WHAT YOU WILL DO. Please copy exactly the lines from the top of the data through the line containing "the stone masonry", and nothing else.

DATA RECORDS.
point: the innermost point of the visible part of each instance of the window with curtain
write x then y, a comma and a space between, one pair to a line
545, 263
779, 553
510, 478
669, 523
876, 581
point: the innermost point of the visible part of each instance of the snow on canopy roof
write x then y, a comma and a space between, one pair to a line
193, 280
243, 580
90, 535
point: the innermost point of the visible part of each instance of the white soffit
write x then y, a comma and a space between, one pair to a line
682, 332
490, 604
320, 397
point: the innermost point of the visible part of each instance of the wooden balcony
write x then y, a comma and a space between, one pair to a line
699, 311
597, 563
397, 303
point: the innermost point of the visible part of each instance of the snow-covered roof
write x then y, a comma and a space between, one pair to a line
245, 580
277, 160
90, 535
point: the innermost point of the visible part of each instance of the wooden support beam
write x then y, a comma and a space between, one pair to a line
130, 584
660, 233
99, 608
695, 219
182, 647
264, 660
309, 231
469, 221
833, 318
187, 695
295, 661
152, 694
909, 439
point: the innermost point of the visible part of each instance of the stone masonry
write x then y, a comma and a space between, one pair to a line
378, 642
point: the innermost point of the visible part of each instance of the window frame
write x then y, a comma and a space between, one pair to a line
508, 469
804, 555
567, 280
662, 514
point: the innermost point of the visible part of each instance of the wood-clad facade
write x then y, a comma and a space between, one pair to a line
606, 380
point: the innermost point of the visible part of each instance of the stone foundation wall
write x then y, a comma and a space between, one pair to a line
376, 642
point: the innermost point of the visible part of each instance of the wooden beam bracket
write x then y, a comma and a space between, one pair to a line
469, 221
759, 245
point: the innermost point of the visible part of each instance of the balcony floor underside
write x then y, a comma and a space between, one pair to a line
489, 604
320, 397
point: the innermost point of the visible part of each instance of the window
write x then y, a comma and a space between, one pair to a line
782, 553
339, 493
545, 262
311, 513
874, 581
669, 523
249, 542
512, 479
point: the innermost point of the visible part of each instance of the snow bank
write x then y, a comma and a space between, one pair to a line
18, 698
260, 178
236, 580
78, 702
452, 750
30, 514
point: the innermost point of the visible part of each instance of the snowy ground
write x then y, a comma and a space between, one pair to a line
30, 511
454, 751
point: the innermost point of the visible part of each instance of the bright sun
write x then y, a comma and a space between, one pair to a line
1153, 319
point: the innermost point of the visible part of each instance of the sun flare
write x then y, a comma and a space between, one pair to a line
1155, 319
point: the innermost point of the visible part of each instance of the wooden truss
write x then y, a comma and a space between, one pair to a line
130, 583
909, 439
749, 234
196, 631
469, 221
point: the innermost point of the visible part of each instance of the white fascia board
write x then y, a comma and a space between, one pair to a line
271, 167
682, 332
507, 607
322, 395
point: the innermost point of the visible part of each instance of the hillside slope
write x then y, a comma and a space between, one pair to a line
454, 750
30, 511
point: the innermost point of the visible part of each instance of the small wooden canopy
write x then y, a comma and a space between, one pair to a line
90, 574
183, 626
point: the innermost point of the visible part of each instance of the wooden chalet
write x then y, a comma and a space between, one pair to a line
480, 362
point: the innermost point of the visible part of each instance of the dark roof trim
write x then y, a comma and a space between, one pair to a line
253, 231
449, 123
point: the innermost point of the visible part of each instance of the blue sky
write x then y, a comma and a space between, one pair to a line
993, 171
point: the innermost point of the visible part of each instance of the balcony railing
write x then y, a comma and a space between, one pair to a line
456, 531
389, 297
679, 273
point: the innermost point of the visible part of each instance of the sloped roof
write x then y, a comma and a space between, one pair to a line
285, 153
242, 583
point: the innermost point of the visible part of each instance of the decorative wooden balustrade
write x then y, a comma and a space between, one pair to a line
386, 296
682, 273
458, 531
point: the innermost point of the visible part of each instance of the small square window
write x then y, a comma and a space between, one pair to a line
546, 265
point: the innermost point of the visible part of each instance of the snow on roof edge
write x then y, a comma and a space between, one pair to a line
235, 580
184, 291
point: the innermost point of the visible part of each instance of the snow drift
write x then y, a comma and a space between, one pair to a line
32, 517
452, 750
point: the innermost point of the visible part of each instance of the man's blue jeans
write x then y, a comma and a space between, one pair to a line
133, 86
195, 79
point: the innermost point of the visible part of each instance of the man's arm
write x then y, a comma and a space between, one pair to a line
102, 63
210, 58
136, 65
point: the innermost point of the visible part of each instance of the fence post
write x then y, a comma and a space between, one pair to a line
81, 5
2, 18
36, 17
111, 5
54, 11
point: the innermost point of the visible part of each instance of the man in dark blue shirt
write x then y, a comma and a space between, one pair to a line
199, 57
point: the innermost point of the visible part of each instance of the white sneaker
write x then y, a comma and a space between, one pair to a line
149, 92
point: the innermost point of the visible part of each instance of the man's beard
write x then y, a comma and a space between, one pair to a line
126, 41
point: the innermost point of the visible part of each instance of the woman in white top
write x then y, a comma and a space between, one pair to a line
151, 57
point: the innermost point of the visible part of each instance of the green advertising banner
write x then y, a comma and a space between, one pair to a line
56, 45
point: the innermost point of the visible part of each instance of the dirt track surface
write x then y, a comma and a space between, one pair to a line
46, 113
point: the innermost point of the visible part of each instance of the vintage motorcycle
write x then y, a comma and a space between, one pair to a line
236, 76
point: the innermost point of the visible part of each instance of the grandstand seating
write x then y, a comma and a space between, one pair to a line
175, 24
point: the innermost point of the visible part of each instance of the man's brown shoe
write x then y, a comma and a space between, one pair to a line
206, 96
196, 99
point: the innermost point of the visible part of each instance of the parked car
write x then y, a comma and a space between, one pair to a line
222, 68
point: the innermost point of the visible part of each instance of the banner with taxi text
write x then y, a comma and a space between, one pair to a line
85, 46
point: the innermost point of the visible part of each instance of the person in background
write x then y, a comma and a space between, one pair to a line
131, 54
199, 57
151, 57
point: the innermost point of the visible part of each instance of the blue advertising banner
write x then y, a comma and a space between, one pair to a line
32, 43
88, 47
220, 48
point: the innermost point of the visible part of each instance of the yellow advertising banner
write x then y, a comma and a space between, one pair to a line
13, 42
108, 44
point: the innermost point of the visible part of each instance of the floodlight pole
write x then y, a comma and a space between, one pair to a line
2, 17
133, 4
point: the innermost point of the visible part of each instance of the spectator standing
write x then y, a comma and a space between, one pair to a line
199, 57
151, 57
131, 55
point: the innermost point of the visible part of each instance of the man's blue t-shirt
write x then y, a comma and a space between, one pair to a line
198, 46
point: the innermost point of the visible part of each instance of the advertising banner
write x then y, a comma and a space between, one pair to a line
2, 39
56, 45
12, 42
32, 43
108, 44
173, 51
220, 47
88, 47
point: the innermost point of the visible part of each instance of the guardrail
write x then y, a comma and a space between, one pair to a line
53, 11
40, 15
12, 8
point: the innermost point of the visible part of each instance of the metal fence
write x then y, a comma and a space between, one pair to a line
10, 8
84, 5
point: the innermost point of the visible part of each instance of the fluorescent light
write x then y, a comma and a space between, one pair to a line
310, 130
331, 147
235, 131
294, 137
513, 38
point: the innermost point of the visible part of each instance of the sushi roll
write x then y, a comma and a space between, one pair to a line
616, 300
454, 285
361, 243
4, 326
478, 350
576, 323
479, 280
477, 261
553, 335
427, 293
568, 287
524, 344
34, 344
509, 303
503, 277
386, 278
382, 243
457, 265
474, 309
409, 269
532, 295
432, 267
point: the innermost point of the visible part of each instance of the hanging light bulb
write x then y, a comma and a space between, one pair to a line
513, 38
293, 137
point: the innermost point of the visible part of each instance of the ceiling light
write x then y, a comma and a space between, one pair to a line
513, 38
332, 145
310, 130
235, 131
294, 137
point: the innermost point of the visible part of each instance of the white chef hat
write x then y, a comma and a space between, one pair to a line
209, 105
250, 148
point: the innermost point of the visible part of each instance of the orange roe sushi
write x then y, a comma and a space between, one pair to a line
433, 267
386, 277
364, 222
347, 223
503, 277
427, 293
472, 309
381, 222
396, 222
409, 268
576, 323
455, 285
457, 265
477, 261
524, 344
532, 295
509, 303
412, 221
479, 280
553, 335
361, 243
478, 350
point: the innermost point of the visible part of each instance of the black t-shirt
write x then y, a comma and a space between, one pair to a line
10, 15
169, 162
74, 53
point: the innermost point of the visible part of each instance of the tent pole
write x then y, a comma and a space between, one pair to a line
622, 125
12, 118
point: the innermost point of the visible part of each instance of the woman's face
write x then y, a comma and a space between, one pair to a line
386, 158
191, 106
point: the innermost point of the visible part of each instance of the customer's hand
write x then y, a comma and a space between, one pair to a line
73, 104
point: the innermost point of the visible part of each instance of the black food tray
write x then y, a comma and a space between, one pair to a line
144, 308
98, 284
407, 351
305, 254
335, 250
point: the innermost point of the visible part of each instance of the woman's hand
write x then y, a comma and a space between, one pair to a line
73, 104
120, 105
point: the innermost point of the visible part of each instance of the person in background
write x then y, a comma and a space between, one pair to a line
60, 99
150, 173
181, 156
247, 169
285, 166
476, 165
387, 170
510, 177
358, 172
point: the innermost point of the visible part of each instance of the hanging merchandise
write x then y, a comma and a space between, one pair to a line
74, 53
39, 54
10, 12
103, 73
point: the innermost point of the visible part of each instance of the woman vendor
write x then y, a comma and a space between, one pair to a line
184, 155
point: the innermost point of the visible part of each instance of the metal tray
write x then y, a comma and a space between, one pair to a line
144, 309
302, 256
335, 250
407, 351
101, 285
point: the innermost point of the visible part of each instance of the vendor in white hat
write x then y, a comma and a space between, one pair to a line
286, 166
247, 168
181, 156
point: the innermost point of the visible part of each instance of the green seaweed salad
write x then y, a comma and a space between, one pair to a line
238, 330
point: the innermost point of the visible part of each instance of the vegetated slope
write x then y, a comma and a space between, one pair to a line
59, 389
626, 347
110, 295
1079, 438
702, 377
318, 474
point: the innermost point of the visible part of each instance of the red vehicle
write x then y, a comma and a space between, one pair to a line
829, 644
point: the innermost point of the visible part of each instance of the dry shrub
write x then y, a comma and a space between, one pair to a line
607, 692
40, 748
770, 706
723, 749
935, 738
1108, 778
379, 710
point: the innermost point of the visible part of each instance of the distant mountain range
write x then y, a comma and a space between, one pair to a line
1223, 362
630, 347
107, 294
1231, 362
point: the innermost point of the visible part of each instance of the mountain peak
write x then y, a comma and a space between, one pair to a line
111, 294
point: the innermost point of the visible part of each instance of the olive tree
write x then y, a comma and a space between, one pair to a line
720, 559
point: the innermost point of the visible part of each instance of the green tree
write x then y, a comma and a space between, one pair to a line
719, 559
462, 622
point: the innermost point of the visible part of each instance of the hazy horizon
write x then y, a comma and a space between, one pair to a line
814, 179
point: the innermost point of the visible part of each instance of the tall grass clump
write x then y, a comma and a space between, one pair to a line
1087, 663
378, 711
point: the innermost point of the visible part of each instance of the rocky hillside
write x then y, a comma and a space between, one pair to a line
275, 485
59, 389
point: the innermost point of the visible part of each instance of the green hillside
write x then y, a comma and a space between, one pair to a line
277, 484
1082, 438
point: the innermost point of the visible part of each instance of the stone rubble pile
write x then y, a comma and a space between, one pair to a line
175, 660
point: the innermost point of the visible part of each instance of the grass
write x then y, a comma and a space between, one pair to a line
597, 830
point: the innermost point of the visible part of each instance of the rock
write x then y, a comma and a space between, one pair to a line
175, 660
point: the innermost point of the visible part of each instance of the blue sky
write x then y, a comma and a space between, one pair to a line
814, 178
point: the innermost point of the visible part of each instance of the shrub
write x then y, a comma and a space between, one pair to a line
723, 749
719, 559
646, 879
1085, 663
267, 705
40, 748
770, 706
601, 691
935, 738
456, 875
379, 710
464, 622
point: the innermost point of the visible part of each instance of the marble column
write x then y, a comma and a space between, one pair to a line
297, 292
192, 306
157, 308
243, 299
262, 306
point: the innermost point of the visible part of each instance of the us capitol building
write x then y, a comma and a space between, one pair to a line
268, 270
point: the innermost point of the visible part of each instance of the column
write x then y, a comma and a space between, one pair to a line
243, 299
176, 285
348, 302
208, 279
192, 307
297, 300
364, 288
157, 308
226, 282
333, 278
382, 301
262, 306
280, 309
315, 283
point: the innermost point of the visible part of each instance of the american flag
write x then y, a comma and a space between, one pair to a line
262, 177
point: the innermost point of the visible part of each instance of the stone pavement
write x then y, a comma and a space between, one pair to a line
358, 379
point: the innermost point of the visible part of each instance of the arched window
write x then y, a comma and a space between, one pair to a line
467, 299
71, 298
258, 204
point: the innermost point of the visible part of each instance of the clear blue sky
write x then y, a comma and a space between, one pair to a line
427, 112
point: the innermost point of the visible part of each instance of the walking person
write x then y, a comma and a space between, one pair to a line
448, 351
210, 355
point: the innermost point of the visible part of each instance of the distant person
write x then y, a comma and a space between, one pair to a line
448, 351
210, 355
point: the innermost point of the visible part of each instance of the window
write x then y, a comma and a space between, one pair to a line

ANSWER TO THIS PROBLEM.
point: the innermost point of the visible part of each instance of the window with curtain
write x then y, a comma and a space between, one pair to a line
545, 263
779, 553
510, 478
669, 523
876, 581
point: the innermost point of the visible part of each instance of the snow on canopy roof
write x then y, a comma and a space between, one pair to a line
193, 280
243, 580
90, 535
point: the innermost point of the visible part of each instance of the white soffit
write x then y, a comma and a space between, one pair to a line
682, 332
490, 604
320, 397
point: the innermost point of the visible part of each instance of the wooden balcony
write x then y, a comma and a space between, one pair to a line
699, 311
597, 563
397, 303
point: the innermost point of the visible part of each instance of the snow-covered roof
write x then y, a comma and a space between, one pair to a line
245, 580
277, 160
90, 535
point: the innermost point of the visible part of each instance of the wooden support beam
write x then y, a comma and a space between, one pair to a line
130, 584
660, 233
99, 608
695, 219
182, 647
264, 660
309, 231
469, 221
833, 318
187, 695
295, 661
152, 694
909, 439
point: the innermost point of the visible part of each instance of the stone masonry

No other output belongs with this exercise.